_PASSAGE GIVEN_.
------------------------------------------------------------

That depends largely on the time and place, and interpretation is often required of anyone studying the historical events. For example, the spread of Christianity into Spain during the 15th century was certainly a matter of armed conflict, and the subsequent suppression and extermination of Islam and, to a lesser extent, Judaism, is certainly a matter of domination. To some degree, that example conforms to your model, and all that is left to sort out are the political motives that are, in some particular, distinct from the religious motives even when the two seem entirely complicit.

Moving backwards a bit, the scenario is complicated during the Crusades by the relationship of religion to the political perview. The confounding fact of the matter is that there was no possible military conflict during the early to high Middle Ages that could not involve the clergy for the simple fact that chivalry had been Christianized during the tenth century -- from the tenth century onward, there were no secular militaries to speak of in all of Europe. The reason for this is that the advent of chivalric culture during the early Middle Ages had precipitated a period of rather overt barbarism, and the church had sought to protect the citizenry by formalizing knighthood. This, in fact, may be seen as the first step towards Christianity as a form of social control, but it was in this instance an entirely necessary measure from the viewpoint of preventing abuses of power and paving the way for a less oppressive society. If you think medieval feudalism is the very model of barbarism, then imagine the same social situation without a code of conduct to prevent the knighthood from killing the poor -- such protections are precisely what church involvement ensured. In the short term, therefore, the intersection of faith and military-political power was a Very Good Thing. But in relatively short order the conflation of the church with the knighthood was such that you could not justify a military conquest without some sort of appeal to religious sentiment. For that reason, it's difficult to sort out what part of the Crusades was fought for explicit religious regions and what part was fought for political and economic gain -- after all, the Holy Land was, at that time, a haven of trade and innovation.

------------------------------------------------------------

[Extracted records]
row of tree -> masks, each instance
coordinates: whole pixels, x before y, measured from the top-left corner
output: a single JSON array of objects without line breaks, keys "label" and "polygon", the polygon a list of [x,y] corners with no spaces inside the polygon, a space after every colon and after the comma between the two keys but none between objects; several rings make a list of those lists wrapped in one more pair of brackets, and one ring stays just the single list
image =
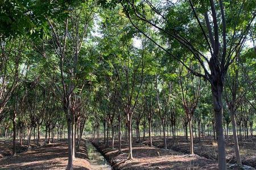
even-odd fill
[{"label": "row of tree", "polygon": [[14,155],[24,131],[30,148],[36,128],[38,141],[45,130],[46,143],[55,129],[61,134],[67,128],[72,169],[87,122],[98,138],[104,127],[108,138],[111,127],[112,143],[115,127],[120,152],[126,127],[132,159],[133,125],[139,142],[142,121],[150,145],[152,124],[162,129],[165,148],[166,129],[175,136],[182,125],[193,154],[193,122],[200,133],[211,122],[218,167],[226,169],[223,125],[228,131],[231,122],[241,163],[237,127],[249,137],[255,125],[254,1],[1,5],[0,124],[11,124]]}]

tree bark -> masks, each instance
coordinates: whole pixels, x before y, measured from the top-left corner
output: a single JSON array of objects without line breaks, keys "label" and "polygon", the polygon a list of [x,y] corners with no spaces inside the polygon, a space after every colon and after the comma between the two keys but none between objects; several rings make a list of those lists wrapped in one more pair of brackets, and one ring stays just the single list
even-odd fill
[{"label": "tree bark", "polygon": [[36,142],[36,147],[39,147],[39,141],[40,141],[40,125],[38,125],[38,140]]},{"label": "tree bark", "polygon": [[151,120],[148,120],[148,135],[149,135],[149,145],[152,146],[152,137],[151,137]]},{"label": "tree bark", "polygon": [[194,154],[194,150],[193,148],[193,129],[192,126],[192,118],[189,118],[188,122],[189,125],[189,135],[190,135],[190,154]]},{"label": "tree bark", "polygon": [[[220,83],[220,82],[218,82]],[[214,110],[214,118],[216,122],[216,133],[218,143],[218,169],[226,169],[226,152],[225,150],[225,138],[223,134],[222,116],[222,91],[223,86],[213,86],[212,85],[212,92],[213,98],[213,107]]]},{"label": "tree bark", "polygon": [[242,162],[240,156],[240,151],[239,150],[238,139],[237,139],[237,129],[236,125],[236,119],[234,117],[234,112],[233,108],[230,108],[231,121],[232,123],[233,138],[234,139],[234,147],[236,152],[236,158],[237,158],[237,163],[241,165]]},{"label": "tree bark", "polygon": [[[69,108],[68,108],[69,109]],[[68,118],[68,162],[67,167],[68,170],[73,169],[72,128],[72,121],[71,118]]]},{"label": "tree bark", "polygon": [[[128,113],[129,114],[129,113]],[[131,115],[127,115],[128,117],[128,139],[129,139],[129,155],[128,155],[128,160],[133,159],[133,150],[132,150],[132,139],[131,139]]]}]

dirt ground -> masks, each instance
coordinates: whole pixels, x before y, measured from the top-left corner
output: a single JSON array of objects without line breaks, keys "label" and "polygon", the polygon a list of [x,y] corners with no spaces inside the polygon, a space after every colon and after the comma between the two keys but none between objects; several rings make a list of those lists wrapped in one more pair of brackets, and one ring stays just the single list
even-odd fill
[{"label": "dirt ground", "polygon": [[[4,147],[2,144],[0,148]],[[90,164],[84,141],[82,141],[81,144],[77,158],[73,161],[73,168],[75,169],[89,169]],[[67,141],[63,141],[24,151],[15,157],[2,158],[0,159],[0,169],[65,169],[67,164]]]},{"label": "dirt ground", "polygon": [[142,143],[133,143],[134,160],[126,160],[128,145],[123,143],[123,154],[118,154],[117,141],[114,149],[107,147],[103,141],[92,141],[115,169],[217,169],[217,163],[196,155],[181,154],[171,150],[164,150]]},{"label": "dirt ground", "polygon": [[[189,142],[187,141],[184,137],[177,137],[175,141],[171,138],[167,139],[167,148],[172,150],[189,154]],[[148,141],[143,142],[147,144]],[[154,146],[163,148],[163,138],[160,137],[153,137],[152,143]],[[240,142],[240,150],[243,164],[256,168],[256,137],[246,141]],[[194,140],[195,154],[204,158],[216,160],[218,159],[218,149],[216,142],[213,138],[206,137],[199,141],[198,139]],[[226,161],[230,163],[236,163],[236,155],[234,154],[234,143],[232,142],[232,136],[229,136],[228,143],[226,142]]]}]

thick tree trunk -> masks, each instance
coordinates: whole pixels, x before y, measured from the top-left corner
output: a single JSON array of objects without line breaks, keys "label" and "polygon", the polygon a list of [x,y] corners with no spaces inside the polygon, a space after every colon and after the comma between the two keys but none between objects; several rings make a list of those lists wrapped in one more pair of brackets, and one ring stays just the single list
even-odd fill
[{"label": "thick tree trunk", "polygon": [[223,86],[212,85],[212,92],[213,98],[213,107],[218,143],[218,169],[226,169],[226,152],[225,150],[225,138],[222,126],[222,91]]},{"label": "thick tree trunk", "polygon": [[190,154],[194,154],[194,150],[193,148],[193,129],[192,126],[192,118],[188,121],[189,126],[189,135],[190,135]]}]

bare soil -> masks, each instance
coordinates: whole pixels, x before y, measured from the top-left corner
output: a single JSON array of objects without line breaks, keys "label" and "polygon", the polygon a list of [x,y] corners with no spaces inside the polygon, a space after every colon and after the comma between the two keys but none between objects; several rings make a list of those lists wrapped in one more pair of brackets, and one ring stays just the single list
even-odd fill
[{"label": "bare soil", "polygon": [[103,140],[93,141],[93,144],[102,153],[114,169],[217,169],[217,162],[197,155],[190,155],[134,143],[134,160],[127,160],[128,144],[123,141],[122,151],[118,153],[118,142],[114,148],[107,147]]},{"label": "bare soil", "polygon": [[[229,142],[226,142],[226,162],[229,163],[236,163],[236,155],[234,148],[234,143],[232,141],[232,136],[229,136]],[[148,143],[148,141],[146,140],[143,142],[145,144]],[[173,139],[167,138],[167,148],[172,150],[184,154],[190,153],[190,144],[187,141],[184,137],[177,137],[174,141]],[[194,139],[194,153],[212,160],[218,159],[218,148],[216,142],[214,142],[212,137],[205,137],[201,139]],[[160,137],[153,137],[152,143],[154,146],[163,148],[163,138]],[[239,142],[240,154],[242,163],[244,165],[256,168],[256,137],[246,141]]]},{"label": "bare soil", "polygon": [[[0,148],[3,147],[1,143]],[[90,169],[84,141],[81,142],[76,156],[77,158],[73,161],[73,168]],[[43,146],[18,154],[14,157],[6,156],[0,159],[0,169],[65,169],[67,164],[67,141]]]}]

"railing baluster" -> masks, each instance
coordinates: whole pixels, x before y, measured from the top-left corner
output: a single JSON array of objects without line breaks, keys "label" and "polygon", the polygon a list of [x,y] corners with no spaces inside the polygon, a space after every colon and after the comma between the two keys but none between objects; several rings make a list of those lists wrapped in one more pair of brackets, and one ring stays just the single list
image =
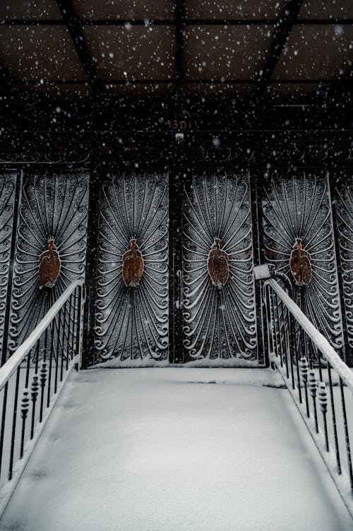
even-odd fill
[{"label": "railing baluster", "polygon": [[345,428],[345,438],[346,443],[347,462],[348,465],[348,475],[351,485],[351,494],[353,496],[353,470],[352,469],[352,456],[351,445],[349,443],[349,434],[348,433],[348,424],[347,421],[346,403],[345,399],[345,390],[343,389],[343,382],[340,376],[340,389],[341,391],[342,412],[343,414],[343,426]]},{"label": "railing baluster", "polygon": [[[67,303],[67,301],[66,301]],[[62,382],[64,375],[64,352],[65,350],[65,328],[66,325],[66,303],[63,306],[63,334],[61,338],[61,358],[60,363],[60,381]]]},{"label": "railing baluster", "polygon": [[[299,332],[300,334],[300,332]],[[299,345],[300,345],[300,340],[299,340]],[[299,403],[302,404],[303,399],[301,397],[301,384],[300,382],[300,372],[299,372],[299,356],[298,352],[298,349],[297,347],[297,334],[294,333],[294,354],[295,354],[295,365],[296,365],[296,369],[297,369],[297,378],[298,381],[298,395],[299,397]]]},{"label": "railing baluster", "polygon": [[21,417],[22,417],[22,429],[21,429],[21,447],[20,451],[20,459],[23,457],[23,446],[25,443],[25,431],[27,414],[30,408],[30,398],[28,397],[29,391],[27,387],[23,389],[22,402],[21,402]]},{"label": "railing baluster", "polygon": [[56,395],[56,391],[58,390],[58,370],[59,370],[59,357],[60,357],[60,328],[61,325],[61,312],[58,313],[58,325],[56,328],[56,361],[55,361],[55,380],[54,380],[54,392]]},{"label": "railing baluster", "polygon": [[328,452],[330,448],[328,446],[328,421],[326,417],[328,411],[328,394],[326,392],[326,385],[324,382],[319,382],[318,384],[318,403],[320,404],[320,409],[323,414],[323,431],[325,434],[326,452]]},{"label": "railing baluster", "polygon": [[4,452],[4,438],[5,436],[5,422],[6,420],[6,405],[7,405],[7,393],[8,389],[8,382],[6,382],[4,387],[4,399],[2,404],[2,414],[1,414],[1,434],[0,436],[0,479],[1,477],[2,472],[2,464],[3,464],[3,452]]},{"label": "railing baluster", "polygon": [[300,373],[303,380],[305,392],[305,404],[306,406],[306,416],[310,417],[309,397],[308,397],[308,362],[304,356],[300,358]]},{"label": "railing baluster", "polygon": [[309,370],[309,387],[310,390],[310,395],[313,399],[313,418],[315,419],[315,431],[316,433],[318,433],[318,409],[316,407],[316,391],[317,391],[317,382],[316,376],[315,375],[315,371],[312,369]]},{"label": "railing baluster", "polygon": [[[71,313],[72,313],[72,295],[68,299],[68,330],[67,334],[67,352],[66,352],[66,370],[68,368],[68,359],[71,358],[70,346],[71,342]],[[73,330],[72,331],[73,334]]]},{"label": "railing baluster", "polygon": [[335,410],[335,399],[333,397],[333,389],[332,385],[331,366],[328,362],[328,384],[330,387],[330,397],[331,402],[331,414],[333,426],[333,436],[335,439],[335,450],[336,452],[336,463],[338,474],[341,474],[341,459],[340,457],[340,448],[338,446],[338,437],[337,434],[336,412]]},{"label": "railing baluster", "polygon": [[290,315],[289,317],[289,337],[291,339],[291,349],[289,352],[289,362],[290,362],[290,375],[292,378],[292,389],[294,390],[295,389],[295,381],[294,381],[294,367],[293,363],[293,353],[292,349],[296,348],[295,346],[295,326],[294,326],[294,320],[293,318],[293,316]]},{"label": "railing baluster", "polygon": [[[77,322],[76,322],[76,304],[77,304],[76,290],[73,293],[73,316],[72,320],[72,344],[71,344],[71,360],[75,356],[76,338],[77,335]],[[75,329],[75,323],[76,323],[76,329]]]},{"label": "railing baluster", "polygon": [[52,370],[53,365],[53,345],[54,345],[54,322],[52,321],[50,323],[50,354],[49,358],[49,373],[48,373],[48,389],[47,392],[47,407],[50,404],[50,390],[52,387]]},{"label": "railing baluster", "polygon": [[43,361],[40,367],[40,422],[43,420],[43,406],[44,406],[44,393],[45,383],[47,381],[47,363]]},{"label": "railing baluster", "polygon": [[38,376],[37,374],[33,375],[32,378],[32,385],[30,386],[30,396],[32,399],[32,421],[30,424],[30,438],[33,438],[35,431],[35,405],[37,403],[37,397],[38,396],[38,389],[40,388],[40,384],[38,382]]},{"label": "railing baluster", "polygon": [[8,467],[8,479],[12,479],[13,469],[13,456],[15,453],[15,439],[16,435],[17,404],[18,402],[18,385],[20,383],[20,366],[17,368],[16,383],[15,386],[15,396],[13,397],[13,413],[12,416],[11,444],[10,449],[10,464]]}]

------------------------------------------------------------

_REQUIRED WORK_. Copy out the passage on religion and medieval warfare word for word, from "That depends largely" to "seem entirely complicit.".

_EXERCISE RESPONSE_.
That depends largely on the time and place, and interpretation is often required of anyone studying the historical events. For example, the spread of Christianity into Spain during the 15th century was certainly a matter of armed conflict, and the subsequent suppression and extermination of Islam and, to a lesser extent, Judaism, is certainly a matter of domination. To some degree, that example conforms to your model, and all that is left to sort out are the political motives that are, in some particular, distinct from the religious motives even when the two seem entirely complicit.